# [Sumber]
Pesantren
Komaruddin Hidayat ;
Guru Besar Universitas Islam
Negeri Syarif Hidayatull KORAN
SINDO, 22 Januari 2016
|
Sejak awal mula,
pesantren merupakan pusat pendidikan keagamaan di daerah perdesaan yang
dipimpin seorang kiai. Dari segi bahasa, kata pesantren dan kiai yang berasal
dari bahasa Sansekerta sudah menunjukkan produk akulturasi budaya Islam dan
Hindu. Santri artinya pelajar, tempatnya disebut pesantren. Lembaga
pendidikan pesantren memiliki keunikan tersendiri yang masih bertahan sampai
hari ini. Di situ ada figure sentral
yang disebut kiai, bagaikan sumber mata air keilmuan yang menarik para santri
berdatangan dan tinggal di asrama berdekatan dengan rumah kiai.
Di zaman penjajahan,
pesantren merupakan basis perlawanan terhadap penguasa, baik karena alasan
agama maupun membela Tanah Air. Penjajah Belanda waktu itu diidentikkan
dengan orang kafir (Kristen) dan pesantren di mata penjajah diposisikan
sebagai basis perlawanan umat Islam terhadap penguasa. Oleh orang kota,
komunitas pesantren sering kali dipersepsikan sebagai orang kampungan karena
memang lahir dan besar di kampung, bahkan belajarnya juga di kampung. Oleh
orang kota, mereka dianggap tidak terpelajar—padahal kata santri itu sendiri
berarti pelajar— hanya karena orang pesantren waktu itu umumnya buta huruf
dan buta bahasa Eropa.
Di pesantren yang dipelajari hanyalah kitab-kitab klasik
berhuruf Arab yang kertasnya sudah menguning sehingga popular dengan sebutan kitab
kuning, yaitu kitab keagamaan yang dikarang oleh ulama klasik. Mayoritas
pesantren dimiliki kiai yang berafiliasi kepada NU.
Adapun Muhammadiyah lebih fokus membangun lembaga
pendidikan model sekolah yang kebanyakan didirikan di perkotaan sehingga
warga Muhammadiyah sering dipersepsikan sebagai orang-orang modernis dan
warga NU sebagai orang-orang tradisionalis. Lembaga pendidikan Muhammadiyah
dimiliki oleh perserikatan, sedangkan lembaga pesantren umumnya dimiliki oleh
pribadi kiainya.
Seiring dengan
perkembangan zaman, dunia pesantren banyak mengalami perubahan. Pembedaan
dikotomis pemahaman keagamaan antara warga Muhammadiyah dan NU juga mengarah
pada konvergensi. Dunia pesantren mulai mengadopsi sistem sekolah, sementara
beberapa sekolah Muhammadiyah mengadopsi sistem pesantren meskipun jumlahnya
lebih banyak pesantren yang mulai memberlakukan sistem sekolah di pagi
harinya.

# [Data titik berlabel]

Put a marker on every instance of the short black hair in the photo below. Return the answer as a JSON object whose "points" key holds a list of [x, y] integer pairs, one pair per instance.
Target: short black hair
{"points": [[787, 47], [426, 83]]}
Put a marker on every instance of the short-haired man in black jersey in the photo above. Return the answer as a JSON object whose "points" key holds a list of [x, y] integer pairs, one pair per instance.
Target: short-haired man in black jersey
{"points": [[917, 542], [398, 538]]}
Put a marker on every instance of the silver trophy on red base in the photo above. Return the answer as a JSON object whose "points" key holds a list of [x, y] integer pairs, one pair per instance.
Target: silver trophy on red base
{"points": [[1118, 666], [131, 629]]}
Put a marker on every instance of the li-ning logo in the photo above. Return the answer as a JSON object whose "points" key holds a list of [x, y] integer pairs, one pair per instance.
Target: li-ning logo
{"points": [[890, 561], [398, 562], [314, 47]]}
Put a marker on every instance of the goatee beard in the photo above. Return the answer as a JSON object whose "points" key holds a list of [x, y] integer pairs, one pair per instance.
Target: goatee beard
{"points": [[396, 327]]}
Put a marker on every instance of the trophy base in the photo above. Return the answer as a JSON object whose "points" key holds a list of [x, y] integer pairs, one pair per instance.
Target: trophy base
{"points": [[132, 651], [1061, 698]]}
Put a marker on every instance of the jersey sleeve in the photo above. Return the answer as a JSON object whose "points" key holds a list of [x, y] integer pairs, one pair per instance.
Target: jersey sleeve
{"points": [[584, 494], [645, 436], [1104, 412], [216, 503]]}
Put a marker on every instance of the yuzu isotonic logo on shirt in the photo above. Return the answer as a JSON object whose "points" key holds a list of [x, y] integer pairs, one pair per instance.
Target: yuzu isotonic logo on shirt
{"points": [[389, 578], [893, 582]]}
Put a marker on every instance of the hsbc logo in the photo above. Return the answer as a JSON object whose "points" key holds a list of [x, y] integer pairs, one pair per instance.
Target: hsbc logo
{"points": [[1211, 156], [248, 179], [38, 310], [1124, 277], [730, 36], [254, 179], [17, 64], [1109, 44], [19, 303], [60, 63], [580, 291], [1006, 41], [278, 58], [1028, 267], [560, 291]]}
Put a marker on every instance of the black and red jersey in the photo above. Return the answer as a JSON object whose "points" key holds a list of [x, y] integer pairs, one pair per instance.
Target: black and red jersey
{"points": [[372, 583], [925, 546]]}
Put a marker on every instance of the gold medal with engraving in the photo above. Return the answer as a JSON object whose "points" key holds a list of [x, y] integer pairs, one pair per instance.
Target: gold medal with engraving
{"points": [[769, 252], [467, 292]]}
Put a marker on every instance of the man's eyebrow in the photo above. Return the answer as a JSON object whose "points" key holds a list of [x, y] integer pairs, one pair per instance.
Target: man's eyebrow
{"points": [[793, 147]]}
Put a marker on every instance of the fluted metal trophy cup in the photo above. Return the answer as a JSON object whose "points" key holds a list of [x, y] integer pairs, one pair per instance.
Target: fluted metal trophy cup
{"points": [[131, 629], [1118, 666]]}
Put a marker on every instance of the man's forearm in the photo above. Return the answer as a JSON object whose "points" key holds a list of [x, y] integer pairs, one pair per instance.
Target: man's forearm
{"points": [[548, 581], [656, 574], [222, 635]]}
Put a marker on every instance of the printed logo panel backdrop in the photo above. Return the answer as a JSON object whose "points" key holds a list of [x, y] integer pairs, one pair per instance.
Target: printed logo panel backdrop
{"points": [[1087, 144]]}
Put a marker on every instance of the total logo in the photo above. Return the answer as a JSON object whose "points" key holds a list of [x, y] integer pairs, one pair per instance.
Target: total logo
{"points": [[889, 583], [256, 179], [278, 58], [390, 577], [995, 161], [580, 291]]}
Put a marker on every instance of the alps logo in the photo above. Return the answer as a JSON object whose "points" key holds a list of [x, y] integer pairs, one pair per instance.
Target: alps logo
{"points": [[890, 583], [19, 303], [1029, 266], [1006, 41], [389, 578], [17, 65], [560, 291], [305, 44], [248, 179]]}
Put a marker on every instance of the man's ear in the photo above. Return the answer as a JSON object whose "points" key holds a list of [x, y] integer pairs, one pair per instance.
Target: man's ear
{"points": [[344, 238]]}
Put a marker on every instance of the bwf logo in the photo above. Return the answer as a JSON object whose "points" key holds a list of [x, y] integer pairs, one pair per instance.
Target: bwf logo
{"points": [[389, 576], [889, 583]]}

# [Rangkaian Tugas]
1. Ubah bagian teks tentang pesantren dari "Di pesantren yang" sampai "berafiliasi kepada NU.", dengan mengganti "ulama klasik" menjadi "ulama terdahulu".
2. Jawablah pertanyaan berikut berdasarkan teks tentang pesantren.
(a) Apa arti kata santri?
(b) Mayoritas pesantren dimiliki kiai yang berafiliasi kepada organisasi apa?
(c) Lembaga pendidikan Muhammadiyah dimiliki oleh siapa?
Materi ini berdiri sendiri dan terpisah dari teks.

# [Hasil Latihan]
1.
Di pesantren yang dipelajari hanyalah kitab-kitab klasik
berhuruf Arab yang kertasnya sudah menguning sehingga popular dengan sebutan kitab
kuning, yaitu kitab keagamaan yang dikarang oleh ulama terdahulu. Mayoritas
pesantren dimiliki kiai yang berafiliasi kepada NU.

2.
(a) Pelajar.
(b) NU.
(c) Perserikatan.